> Problems to solve:
1 - Summarize the excerpt in two sentences.
2 - Reproduce the excerpt word for word, starting with "The Illusion Of" and going on through "But that’s just me.".

UD: Got it. Now make sure you buy your prescription from the shop outside. And also book the next week’s visit by paying $250 advance. Get well soon, Goatboy. We love you! 😊

The Illusion Of Time & The Certainty Of A Watch

Hey! Nik here! How have you been? I’m about to share with you something that happened 3 years ago on my birthday. To me, birthdays are just like any other day. I can never get my head around the concept of celebrating ’em. I honestly don’t understand what the fuss is all about. Things don’t change in your life because of some magical number on the calendar  or because you grew a year older. You grow through experience & everyday is an experience so in essence anytime you learn something new you ‘grow’. But that’s just me.

And then there’s is my sister who, by her own estimate & understanding, loves me deeply. There was a time i did too but you know things change, memories fade away, you meet new people and then you just stop caring about old things. Yeah, that sounds really awful but again that’s just me. Now my sister is very fond of birthdays, and doesn’t matter what part of the world she is in, she would always come and see me on my b’day.

> The data:
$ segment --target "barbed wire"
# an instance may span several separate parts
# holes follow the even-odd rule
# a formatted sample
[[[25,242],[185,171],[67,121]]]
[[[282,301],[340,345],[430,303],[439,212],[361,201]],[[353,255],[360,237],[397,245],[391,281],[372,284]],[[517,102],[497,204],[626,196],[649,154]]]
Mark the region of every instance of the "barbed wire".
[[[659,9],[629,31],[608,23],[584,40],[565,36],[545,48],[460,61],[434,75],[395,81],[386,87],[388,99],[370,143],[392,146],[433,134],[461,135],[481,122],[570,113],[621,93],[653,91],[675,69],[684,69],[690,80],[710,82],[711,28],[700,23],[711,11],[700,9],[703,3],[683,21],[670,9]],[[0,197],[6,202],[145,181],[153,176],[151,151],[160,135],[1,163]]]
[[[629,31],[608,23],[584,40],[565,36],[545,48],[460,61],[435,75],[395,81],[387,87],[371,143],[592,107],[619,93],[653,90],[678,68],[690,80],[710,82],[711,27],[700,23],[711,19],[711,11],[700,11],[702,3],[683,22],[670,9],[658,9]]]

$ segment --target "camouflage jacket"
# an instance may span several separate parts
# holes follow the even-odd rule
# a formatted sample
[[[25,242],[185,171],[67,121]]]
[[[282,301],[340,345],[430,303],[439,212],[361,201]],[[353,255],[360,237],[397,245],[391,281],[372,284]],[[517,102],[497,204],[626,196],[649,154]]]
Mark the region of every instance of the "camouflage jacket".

> Responses:
1 - The excerpt opens with a closing exchange that tells Goatboy to buy a prescription and book the next week's visit with a $250 advance. It then begins a piece titled "The Illusion Of Time & The Certainty Of A Watch," in which Nik sets up a story from a birthday three years earlier, explains that birthdays are like any other day because growth comes through experience, and mentions a sister who is fond of birthdays and always comes to visit on Nik's birthday.

2 -
The Illusion Of Time & The Certainty Of A Watch

Hey! Nik here! How have you been? I’m about to share with you something that happened 3 years ago on my birthday. To me, birthdays are just like any other day. I can never get my head around the concept of celebrating ’em. I honestly don’t understand what the fuss is all about. Things don’t change in your life because of some magical number on the calendar  or because you grew a year older. You grow through experience & everyday is an experience so in essence anytime you learn something new you ‘grow’. But that’s just me.